### PROBLEM
Count how many lines of the data below contain the string "Query", treating uppercase and lowercase as different. Reply with the number alone.

### PROVIDED ENTRIES
◆ ◆ ◆ ◆

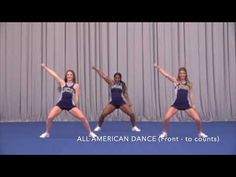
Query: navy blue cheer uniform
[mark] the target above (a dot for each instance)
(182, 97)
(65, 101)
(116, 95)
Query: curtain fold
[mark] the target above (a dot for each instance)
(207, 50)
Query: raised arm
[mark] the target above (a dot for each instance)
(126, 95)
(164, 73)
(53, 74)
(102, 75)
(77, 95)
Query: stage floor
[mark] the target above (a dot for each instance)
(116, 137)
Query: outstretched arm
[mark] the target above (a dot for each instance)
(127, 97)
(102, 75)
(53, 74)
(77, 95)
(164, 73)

◆ ◆ ◆ ◆

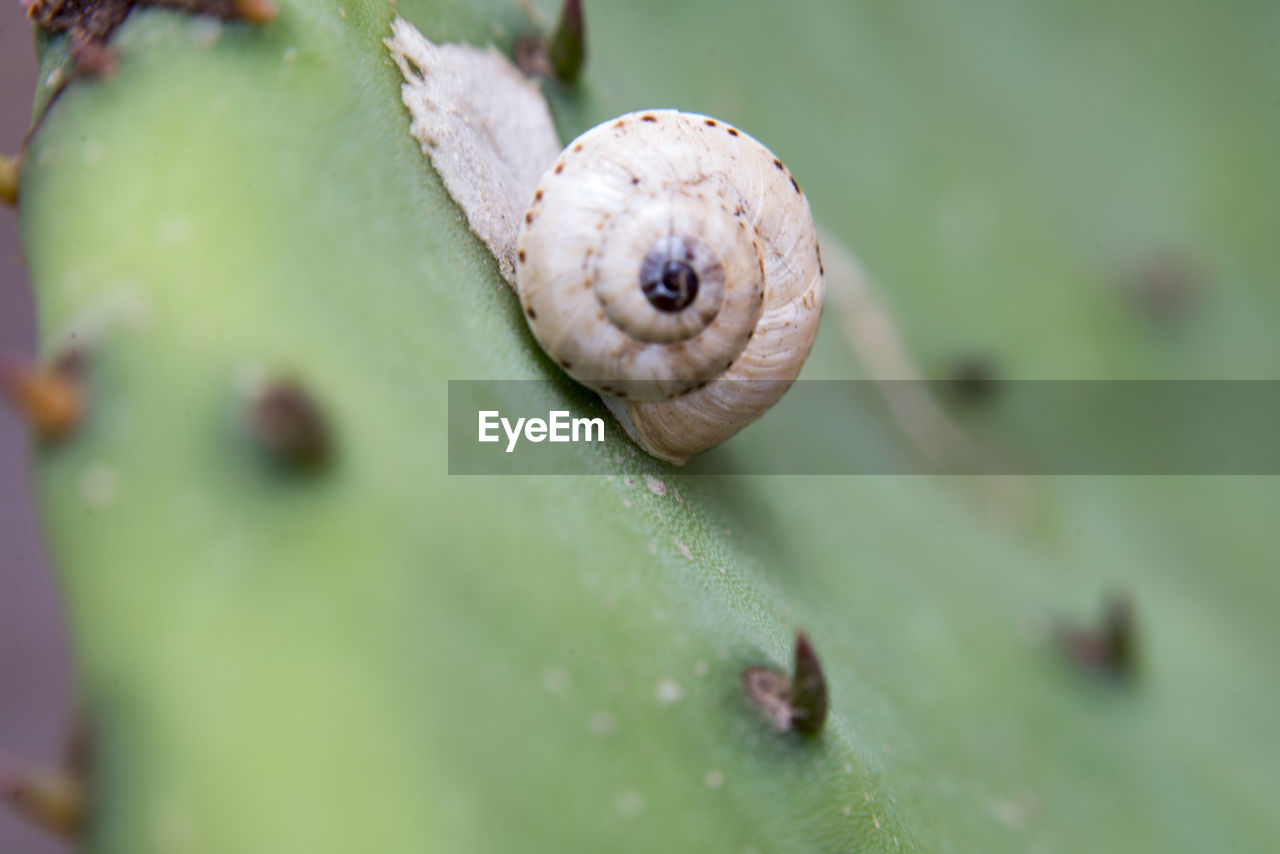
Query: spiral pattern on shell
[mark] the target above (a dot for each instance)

◆ ◆ ◆ ◆

### THE RESULT
6